■ **Written instruction 1**
In the text below about binary data reconstruction in Fossil, reproduce the stretch from "usage: fossil-reconstruct-pandoc <-cd>" through "I/O error, etc.", replacing "temp_dir" with "output_dir".
** BEGIN Text excerpt **
Automatic binary data reconstruction for minimum size delta compression

(1.1) By Warren Young (wyoung) on 2019-07-21 08:15:54 edited from 1.0 [source]

I've previously published an article giving ad hoc methods for getting maximum delta compression and minimum chance of merge conflicts in binary data format files. These methods are effective for many file types, but they don't work for all file formats, and they're annoying to use even when they're possible.

It would be better if Fossil had a built-in method for applying such methods automatically.

Simply building file type reconstruction into Fossil isn't practical, even for the most popular file types. That would effectively require building libavformat, sox, MagickCore, Pandoc, and more into Fossil. One of Fossil's primary value propositions over its competition is low dependence on third-party libraries. It's not sufficiently worth solving this problem to destroy that value.

Therefore, I suggest an alternative: locally-configured plugin-style file reconstruction:

Configuration

To the current *-glob settings, add a new one, reconstruct-glob:

  pandoc.sh *.doc, *.docx, *.pdf, *.epub
  ffmpeg.sh *.mov, *.mp4, *.avi
  sox.sh *.mp4

The file format differs slightly in that the first word on is a script that Fossil launches with a defined argument format to decompress the raw file to a temporary form which Fossil can then apply delta compression to.

These scripts must adhere to an API defined in the following sections.

Argument Format

These scripts most likely wrap other tools, possibly even separate de-compression and re-compression back-end program. That's a local implementation detail.

The script figures out what to do based in part on the arguments passed to it:

  usage: fossil-reconstruct-pandoc <-cd> input_file temp_dir

  -c: compress input_file to temp_dir
  -d: decompress input_file to temp_dir

The temp dir is not merely a good idea, it's outright required for cases such as OpenXML documents, which are Zip files that contain multiple internal sub-document files. The tool decides how to unpack such files into a directory tree. Fossil just iterates over that tree, applies addremove-like logic to the files it finds, and delta-compresses the resulting file set as a single artifact.

Status Codes

Reconstruction scripts need to communicate the resulting state through use of predefined exit status codes: 0 for success, 1 for "refuse to process,", 2 for "missing reconstruction script", 3 for "missing external dependency," 4 for I/O error, etc.

These codes need to be stable over the long term, potentially decades. Obsoleted values thus can never be reused. That argues against clever schemes like in HTTP, where we define sub-ranges for different groups of codes, since we only have 255 values to play with on some platforms. We should just extend the list as it evolves over time, even though that will likely create a messy scheme over time.

Code 1: Refuse to Process

This mechanism must have a way for the plugin to say "I can't usefully process this file" since the globs above might be overly-grabby.

The "*.mp4" case above is a good example. Most MP4 files (a.k.a. ISO media) contain H.264 or H.265-compressed video, which cannot usefully be reconstructed in this manner. But not all! There are lossless codecs suitable for use in MP4 containers such as ProRes which can be reconstructed in a way that will improve delta compression.

Rather than impose a naming scheme to allow a Fossil glob to uniquely match only ProRes MP4s, we want a method for the plugin to reject files based on content, giving the current behavior in Fossil: best-effort binary diffs.

Code 2: Missing Reconstruction Script

To use a repository with artifacts produced using this feature, you need the set of scripts in order to open the repo. Where will Fossil look for them?
** END Text excerpt **
** BEGIN Task inputs **
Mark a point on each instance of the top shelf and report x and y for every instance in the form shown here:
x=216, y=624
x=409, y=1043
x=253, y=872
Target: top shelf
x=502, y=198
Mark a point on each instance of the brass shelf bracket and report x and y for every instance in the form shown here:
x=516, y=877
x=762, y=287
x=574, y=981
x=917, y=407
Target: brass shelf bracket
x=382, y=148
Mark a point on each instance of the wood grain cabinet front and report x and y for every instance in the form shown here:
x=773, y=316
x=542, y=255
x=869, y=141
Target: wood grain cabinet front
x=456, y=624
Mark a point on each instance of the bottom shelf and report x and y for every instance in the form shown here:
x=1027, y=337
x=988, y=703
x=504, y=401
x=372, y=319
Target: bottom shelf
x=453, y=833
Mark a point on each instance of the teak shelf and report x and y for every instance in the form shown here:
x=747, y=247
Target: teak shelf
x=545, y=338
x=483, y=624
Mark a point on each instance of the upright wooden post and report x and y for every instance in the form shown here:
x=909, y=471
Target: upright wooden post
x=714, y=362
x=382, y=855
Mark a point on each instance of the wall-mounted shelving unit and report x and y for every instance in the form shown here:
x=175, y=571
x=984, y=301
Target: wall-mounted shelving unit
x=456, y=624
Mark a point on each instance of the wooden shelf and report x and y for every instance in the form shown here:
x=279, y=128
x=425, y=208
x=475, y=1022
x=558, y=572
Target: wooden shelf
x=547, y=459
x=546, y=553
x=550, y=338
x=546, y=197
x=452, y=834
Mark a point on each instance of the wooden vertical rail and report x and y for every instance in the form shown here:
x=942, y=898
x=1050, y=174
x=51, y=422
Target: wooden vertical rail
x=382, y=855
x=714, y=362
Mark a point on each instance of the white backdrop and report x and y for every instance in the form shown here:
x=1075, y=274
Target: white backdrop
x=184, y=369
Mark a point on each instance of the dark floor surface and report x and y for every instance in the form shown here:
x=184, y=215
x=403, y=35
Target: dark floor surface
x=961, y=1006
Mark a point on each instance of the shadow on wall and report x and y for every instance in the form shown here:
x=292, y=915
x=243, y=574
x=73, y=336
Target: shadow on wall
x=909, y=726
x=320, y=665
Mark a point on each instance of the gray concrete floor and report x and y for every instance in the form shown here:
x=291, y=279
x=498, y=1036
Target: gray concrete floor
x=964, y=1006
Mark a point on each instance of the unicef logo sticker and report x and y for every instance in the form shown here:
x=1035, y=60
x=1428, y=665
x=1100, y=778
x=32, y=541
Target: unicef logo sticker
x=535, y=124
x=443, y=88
** END Task inputs **
■ **Written instruction 2**
Express the records above, from their start through the line containing "x=483, y=624", as a Markdown table with the columns n and Line. Number each row, and leave out blank lines.

■ **Correct response 1**
usage: fossil-reconstruct-pandoc <-cd> input_file output_dir

  -c: compress input_file to output_dir
  -d: decompress input_file to output_dir

The temp dir is not merely a good idea, it's outright required for cases such as OpenXML documents, which are Zip files that contain multiple internal sub-document files. The tool decides how to unpack such files into a directory tree. Fossil just iterates over that tree, applies addremove-like logic to the files it finds, and delta-compresses the resulting file set as a single artifact.

Status Codes

Reconstruction scripts need to communicate the resulting state through use of predefined exit status codes: 0 for success, 1 for "refuse to process,", 2 for "missing reconstruction script", 3 for "missing external dependency," 4 for I/O error, etc.

■ **Correct response 2**
| n | Line |
|---|---|
| 1 | Mark a point on each instance of the top shelf and report x and y for every instance in the form shown here: |
| 2 | x=216, y=624 |
| 3 | x=409, y=1043 |
| 4 | x=253, y=872 |
| 5 | Target: top shelf |
| 6 | x=502, y=198 |
| 7 | Mark a point on each instance of the brass shelf bracket and report x and y for every instance in the form shown here: |
| 8 | x=516, y=877 |
| 9 | x=762, y=287 |
| 10 | x=574, y=981 |
| 11 | x=917, y=407 |
| 12 | Target: brass shelf bracket |
| 13 | x=382, y=148 |
| 14 | Mark a point on each instance of the wood grain cabinet front and report x and y for every instance in the form shown here: |
| 15 | x=773, y=316 |
| 16 | x=542, y=255 |
| 17 | x=869, y=141 |
| 18 | Target: wood grain cabinet front |
| 19 | x=456, y=624 |
| 20 | Mark a point on each instance of the bottom shelf and report x and y for every instance in the form shown here: |
| 21 | x=1027, y=337 |
| 22 | x=988, y=703 |
| 23 | x=504, y=401 |
| 24 | x=372, y=319 |
| 25 | Target: bottom shelf |
| 26 | x=453, y=833 |
| 27 | Mark a point on each instance of the teak shelf and report x and y for every instance in the form shown here: |
| 28 | x=747, y=247 |
| 29 | Target: teak shelf |
| 30 | x=545, y=338 |
| 31 | x=483, y=624 |